- What needs to be done:
Only the lines from the one containing "Please complete this annotation. The target class is logo" through the one containing "Please complete this annotation. The target class is man in teal" should be printed, exactly as they appear below, with both ends included.

- Saved data entries:
[Start of section]

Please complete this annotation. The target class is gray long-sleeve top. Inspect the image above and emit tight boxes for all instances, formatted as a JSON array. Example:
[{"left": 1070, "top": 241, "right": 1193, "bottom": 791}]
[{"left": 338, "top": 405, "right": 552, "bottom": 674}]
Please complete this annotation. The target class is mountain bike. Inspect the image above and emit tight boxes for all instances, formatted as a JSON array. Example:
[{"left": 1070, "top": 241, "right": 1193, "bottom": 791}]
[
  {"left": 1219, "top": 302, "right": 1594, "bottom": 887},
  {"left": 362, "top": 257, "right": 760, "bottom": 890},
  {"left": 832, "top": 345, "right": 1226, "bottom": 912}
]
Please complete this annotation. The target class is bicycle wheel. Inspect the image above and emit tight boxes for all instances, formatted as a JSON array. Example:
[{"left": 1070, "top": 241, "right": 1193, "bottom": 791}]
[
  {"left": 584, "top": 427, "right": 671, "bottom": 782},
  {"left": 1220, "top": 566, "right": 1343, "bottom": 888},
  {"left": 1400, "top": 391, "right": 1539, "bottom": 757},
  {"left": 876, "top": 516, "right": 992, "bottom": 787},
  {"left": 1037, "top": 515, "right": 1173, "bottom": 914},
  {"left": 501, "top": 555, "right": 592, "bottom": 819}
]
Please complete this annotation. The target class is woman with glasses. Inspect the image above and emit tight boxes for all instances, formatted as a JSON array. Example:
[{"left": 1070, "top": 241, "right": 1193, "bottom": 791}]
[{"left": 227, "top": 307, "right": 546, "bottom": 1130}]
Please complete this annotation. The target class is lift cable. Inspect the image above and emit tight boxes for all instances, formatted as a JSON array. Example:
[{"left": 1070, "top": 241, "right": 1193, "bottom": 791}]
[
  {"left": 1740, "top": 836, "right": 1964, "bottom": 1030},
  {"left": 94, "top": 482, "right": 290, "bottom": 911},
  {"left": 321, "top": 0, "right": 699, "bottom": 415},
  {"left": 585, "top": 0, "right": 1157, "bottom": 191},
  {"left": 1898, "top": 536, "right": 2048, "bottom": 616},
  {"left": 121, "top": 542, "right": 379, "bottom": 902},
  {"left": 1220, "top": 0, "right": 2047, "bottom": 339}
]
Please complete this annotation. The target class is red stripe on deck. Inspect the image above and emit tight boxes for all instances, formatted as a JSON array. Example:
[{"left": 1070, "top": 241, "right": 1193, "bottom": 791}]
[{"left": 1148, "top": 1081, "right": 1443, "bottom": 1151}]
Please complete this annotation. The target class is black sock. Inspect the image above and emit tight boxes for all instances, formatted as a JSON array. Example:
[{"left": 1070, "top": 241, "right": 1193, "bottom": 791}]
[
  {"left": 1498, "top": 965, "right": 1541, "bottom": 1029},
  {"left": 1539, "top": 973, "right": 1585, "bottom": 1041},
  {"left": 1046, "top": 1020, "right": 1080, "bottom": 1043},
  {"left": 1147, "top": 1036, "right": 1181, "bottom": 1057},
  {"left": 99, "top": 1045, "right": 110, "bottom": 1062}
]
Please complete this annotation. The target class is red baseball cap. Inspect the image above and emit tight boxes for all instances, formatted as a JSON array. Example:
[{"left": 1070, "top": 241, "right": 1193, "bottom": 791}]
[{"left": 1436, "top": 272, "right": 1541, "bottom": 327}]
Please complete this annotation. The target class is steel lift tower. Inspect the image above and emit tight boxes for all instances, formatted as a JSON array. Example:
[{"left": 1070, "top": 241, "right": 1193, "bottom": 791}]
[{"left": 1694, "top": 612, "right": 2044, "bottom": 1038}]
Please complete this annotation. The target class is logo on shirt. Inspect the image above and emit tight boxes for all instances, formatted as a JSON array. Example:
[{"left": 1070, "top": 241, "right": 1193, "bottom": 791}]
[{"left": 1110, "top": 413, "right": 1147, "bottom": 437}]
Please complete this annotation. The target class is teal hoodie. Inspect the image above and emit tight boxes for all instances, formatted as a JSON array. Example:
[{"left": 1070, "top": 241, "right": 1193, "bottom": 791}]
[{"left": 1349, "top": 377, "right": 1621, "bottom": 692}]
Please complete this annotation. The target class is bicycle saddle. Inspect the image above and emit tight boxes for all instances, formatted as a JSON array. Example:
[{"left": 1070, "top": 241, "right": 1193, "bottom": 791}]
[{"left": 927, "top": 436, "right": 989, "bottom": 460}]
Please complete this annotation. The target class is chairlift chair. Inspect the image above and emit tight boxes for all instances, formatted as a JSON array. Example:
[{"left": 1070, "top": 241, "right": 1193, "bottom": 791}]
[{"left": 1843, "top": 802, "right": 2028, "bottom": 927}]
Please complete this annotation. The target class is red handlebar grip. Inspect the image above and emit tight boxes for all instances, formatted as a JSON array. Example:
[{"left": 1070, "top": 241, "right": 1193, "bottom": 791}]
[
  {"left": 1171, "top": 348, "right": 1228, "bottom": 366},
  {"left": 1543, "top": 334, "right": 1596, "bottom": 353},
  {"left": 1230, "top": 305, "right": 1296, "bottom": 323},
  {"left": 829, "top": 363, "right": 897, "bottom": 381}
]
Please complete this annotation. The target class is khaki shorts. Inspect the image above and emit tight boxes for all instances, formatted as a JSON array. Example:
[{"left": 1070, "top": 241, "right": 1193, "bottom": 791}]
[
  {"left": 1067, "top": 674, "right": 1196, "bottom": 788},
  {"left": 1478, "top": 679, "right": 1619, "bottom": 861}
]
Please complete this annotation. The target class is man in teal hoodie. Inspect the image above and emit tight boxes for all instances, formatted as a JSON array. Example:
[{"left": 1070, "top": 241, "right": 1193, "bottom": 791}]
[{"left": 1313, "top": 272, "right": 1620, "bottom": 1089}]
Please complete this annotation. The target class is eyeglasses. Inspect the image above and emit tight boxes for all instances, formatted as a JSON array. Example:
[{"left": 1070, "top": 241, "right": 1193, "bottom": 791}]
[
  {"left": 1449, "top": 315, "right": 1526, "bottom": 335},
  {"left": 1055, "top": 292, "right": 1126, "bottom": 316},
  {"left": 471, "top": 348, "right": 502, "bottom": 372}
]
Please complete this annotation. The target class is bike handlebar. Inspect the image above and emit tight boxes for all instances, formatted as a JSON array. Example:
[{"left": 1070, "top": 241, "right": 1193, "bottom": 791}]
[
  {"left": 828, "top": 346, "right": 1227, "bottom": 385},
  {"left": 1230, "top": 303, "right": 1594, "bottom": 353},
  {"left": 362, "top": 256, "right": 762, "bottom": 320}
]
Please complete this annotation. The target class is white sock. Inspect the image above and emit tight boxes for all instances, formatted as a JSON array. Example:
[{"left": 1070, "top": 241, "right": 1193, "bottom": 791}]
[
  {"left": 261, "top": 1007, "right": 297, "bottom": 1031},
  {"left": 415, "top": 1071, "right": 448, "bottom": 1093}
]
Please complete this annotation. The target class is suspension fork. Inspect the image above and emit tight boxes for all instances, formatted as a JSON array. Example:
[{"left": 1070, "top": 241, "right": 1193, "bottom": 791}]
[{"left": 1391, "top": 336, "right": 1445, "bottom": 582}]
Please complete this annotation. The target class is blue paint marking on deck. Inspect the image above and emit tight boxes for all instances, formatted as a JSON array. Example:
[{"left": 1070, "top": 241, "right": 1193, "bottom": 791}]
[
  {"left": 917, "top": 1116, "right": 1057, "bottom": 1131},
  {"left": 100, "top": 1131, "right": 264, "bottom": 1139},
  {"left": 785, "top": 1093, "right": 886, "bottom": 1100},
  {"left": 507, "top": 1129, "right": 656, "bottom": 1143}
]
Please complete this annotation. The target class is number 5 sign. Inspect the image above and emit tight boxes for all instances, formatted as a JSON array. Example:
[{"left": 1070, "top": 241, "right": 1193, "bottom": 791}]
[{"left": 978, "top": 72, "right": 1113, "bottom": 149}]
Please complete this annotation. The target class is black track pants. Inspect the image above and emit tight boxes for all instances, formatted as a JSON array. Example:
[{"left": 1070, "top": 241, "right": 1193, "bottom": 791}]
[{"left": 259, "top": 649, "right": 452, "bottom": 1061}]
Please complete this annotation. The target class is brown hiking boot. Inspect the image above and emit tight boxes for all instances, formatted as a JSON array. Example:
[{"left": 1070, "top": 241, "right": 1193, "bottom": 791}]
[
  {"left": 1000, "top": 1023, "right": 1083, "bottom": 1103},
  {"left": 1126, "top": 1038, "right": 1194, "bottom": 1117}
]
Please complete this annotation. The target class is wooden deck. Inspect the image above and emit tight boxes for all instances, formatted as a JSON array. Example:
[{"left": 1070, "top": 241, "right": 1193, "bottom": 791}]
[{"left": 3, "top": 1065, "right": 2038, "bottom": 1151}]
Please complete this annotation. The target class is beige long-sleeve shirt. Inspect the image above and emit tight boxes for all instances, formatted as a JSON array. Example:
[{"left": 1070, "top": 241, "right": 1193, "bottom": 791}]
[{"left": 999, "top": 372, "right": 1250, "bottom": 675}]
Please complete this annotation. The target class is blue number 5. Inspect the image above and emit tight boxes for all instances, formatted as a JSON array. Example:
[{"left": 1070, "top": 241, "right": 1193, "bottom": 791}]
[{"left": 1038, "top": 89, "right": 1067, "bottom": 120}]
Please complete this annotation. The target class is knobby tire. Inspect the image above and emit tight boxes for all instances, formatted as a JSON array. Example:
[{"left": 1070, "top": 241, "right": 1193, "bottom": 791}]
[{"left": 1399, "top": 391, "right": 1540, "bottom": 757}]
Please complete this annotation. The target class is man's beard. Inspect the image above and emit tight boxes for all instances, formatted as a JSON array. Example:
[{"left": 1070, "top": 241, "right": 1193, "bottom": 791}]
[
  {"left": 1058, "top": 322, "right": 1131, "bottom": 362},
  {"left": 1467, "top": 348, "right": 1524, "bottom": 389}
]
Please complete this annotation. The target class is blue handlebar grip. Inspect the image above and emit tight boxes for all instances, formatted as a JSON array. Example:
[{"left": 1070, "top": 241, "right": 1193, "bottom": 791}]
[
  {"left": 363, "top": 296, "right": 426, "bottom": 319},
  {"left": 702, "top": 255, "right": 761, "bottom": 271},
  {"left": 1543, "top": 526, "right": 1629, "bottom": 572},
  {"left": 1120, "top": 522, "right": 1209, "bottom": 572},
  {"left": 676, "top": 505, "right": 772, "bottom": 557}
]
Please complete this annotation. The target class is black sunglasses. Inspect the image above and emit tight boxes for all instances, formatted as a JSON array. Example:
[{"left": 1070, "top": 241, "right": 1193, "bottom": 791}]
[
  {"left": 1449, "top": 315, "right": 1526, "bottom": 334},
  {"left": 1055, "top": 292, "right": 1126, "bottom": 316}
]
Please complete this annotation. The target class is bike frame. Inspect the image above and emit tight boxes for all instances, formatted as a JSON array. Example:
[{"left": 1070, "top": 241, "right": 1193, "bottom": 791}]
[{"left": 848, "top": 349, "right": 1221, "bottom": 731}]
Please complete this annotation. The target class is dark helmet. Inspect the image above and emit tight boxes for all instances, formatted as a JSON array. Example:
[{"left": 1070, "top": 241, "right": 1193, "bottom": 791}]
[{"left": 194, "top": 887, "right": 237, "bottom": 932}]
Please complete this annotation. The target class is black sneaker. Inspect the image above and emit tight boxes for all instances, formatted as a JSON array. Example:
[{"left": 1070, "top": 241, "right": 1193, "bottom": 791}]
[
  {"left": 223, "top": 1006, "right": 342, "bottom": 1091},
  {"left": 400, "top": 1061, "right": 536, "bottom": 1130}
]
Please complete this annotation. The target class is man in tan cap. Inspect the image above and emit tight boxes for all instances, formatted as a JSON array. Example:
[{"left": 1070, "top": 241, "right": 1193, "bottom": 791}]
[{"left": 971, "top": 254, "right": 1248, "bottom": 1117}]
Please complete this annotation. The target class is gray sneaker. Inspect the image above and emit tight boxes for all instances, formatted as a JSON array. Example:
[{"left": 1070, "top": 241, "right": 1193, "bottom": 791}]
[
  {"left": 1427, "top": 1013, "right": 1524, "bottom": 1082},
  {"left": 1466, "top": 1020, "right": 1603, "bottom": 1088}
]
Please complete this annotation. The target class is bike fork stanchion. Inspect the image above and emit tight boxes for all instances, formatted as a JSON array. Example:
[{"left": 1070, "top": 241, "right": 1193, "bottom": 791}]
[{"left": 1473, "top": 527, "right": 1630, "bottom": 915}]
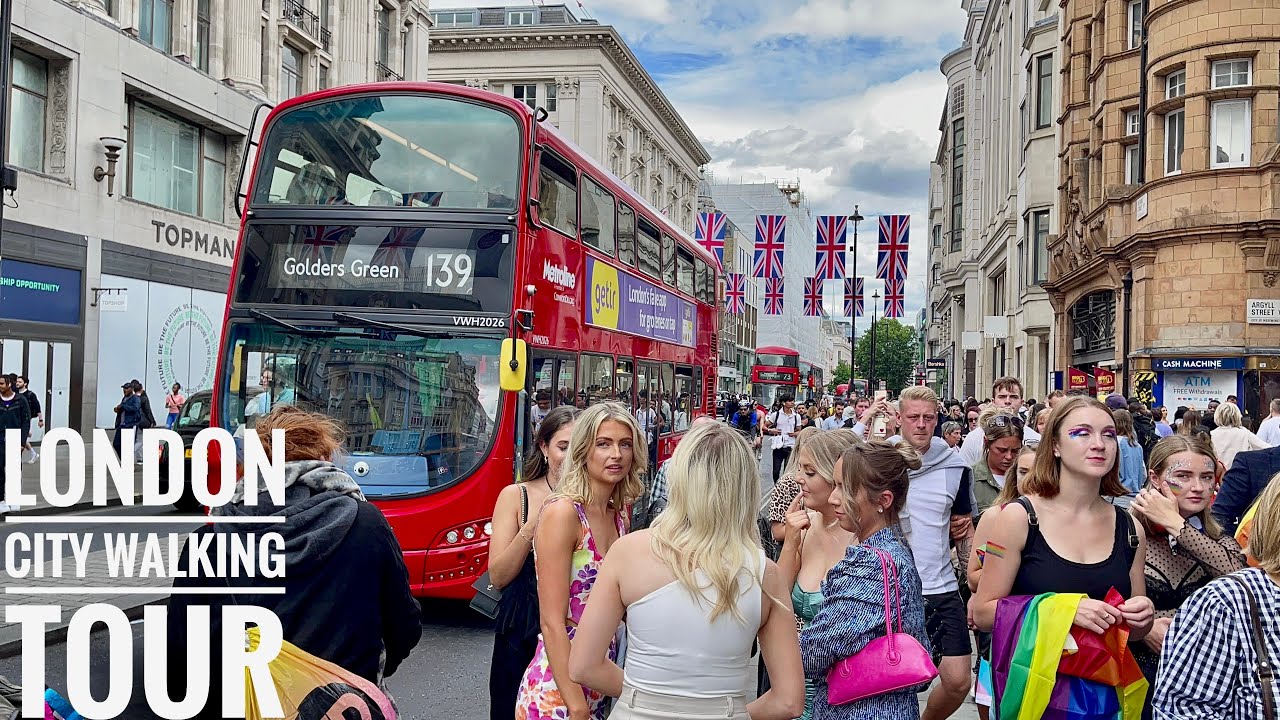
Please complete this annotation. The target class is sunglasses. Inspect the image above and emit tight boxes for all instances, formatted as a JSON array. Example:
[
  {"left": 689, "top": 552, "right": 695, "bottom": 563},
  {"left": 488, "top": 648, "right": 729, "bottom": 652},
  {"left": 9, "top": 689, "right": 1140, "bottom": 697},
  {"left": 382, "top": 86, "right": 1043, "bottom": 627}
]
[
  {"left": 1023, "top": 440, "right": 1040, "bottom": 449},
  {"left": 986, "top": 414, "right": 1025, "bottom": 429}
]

[End of section]

- Exercise result:
Please complete this annotation. The target class is logo on shirt. Inspect the image above and emit tight boxes for all instances, formatted as a JSON array. Example:
[{"left": 1070, "top": 241, "right": 1193, "bottom": 791}]
[{"left": 1110, "top": 413, "right": 1147, "bottom": 437}]
Please complete this annotation. The target class is teal hoodie. Inspect the image above and emit tight boxes for all instances, formatted as a JSON array. Example:
[{"left": 1070, "top": 241, "right": 1193, "bottom": 791}]
[{"left": 1349, "top": 377, "right": 1621, "bottom": 692}]
Please complete this annotation. The target class is bicycle saddle. Inspect the image above and emit tight boxes for all instances, formatted as a JSON array. Example:
[{"left": 1070, "top": 241, "right": 1193, "bottom": 791}]
[{"left": 927, "top": 436, "right": 989, "bottom": 460}]
Please complete this annotation. The target class is chairlift chair. Inspect the image above and emit tight boxes for all instances, formatted as a JSON array. Example:
[{"left": 1070, "top": 241, "right": 1193, "bottom": 791}]
[{"left": 1843, "top": 802, "right": 2028, "bottom": 927}]
Please complete this annotation. The target class is red handlebar grip. Inspect the image above and emit tight boxes for all instances, formatted as a JSON array. Example:
[{"left": 1070, "top": 241, "right": 1193, "bottom": 791}]
[
  {"left": 1171, "top": 348, "right": 1228, "bottom": 366},
  {"left": 1543, "top": 334, "right": 1596, "bottom": 353},
  {"left": 1230, "top": 305, "right": 1296, "bottom": 323},
  {"left": 829, "top": 363, "right": 897, "bottom": 381}
]
Please complete this annotation. The target class is khaki shorts. Inspect the image above and emit tight boxes for all instances, formatted as a JSON array. Example:
[{"left": 1070, "top": 241, "right": 1193, "bottom": 791}]
[
  {"left": 1067, "top": 674, "right": 1196, "bottom": 788},
  {"left": 1478, "top": 679, "right": 1619, "bottom": 861}
]
Please complete this annotation. The target class is man in teal hoodie. Inspect the image above and emit tight boxes for all instances, formatted as a JSON array. Example:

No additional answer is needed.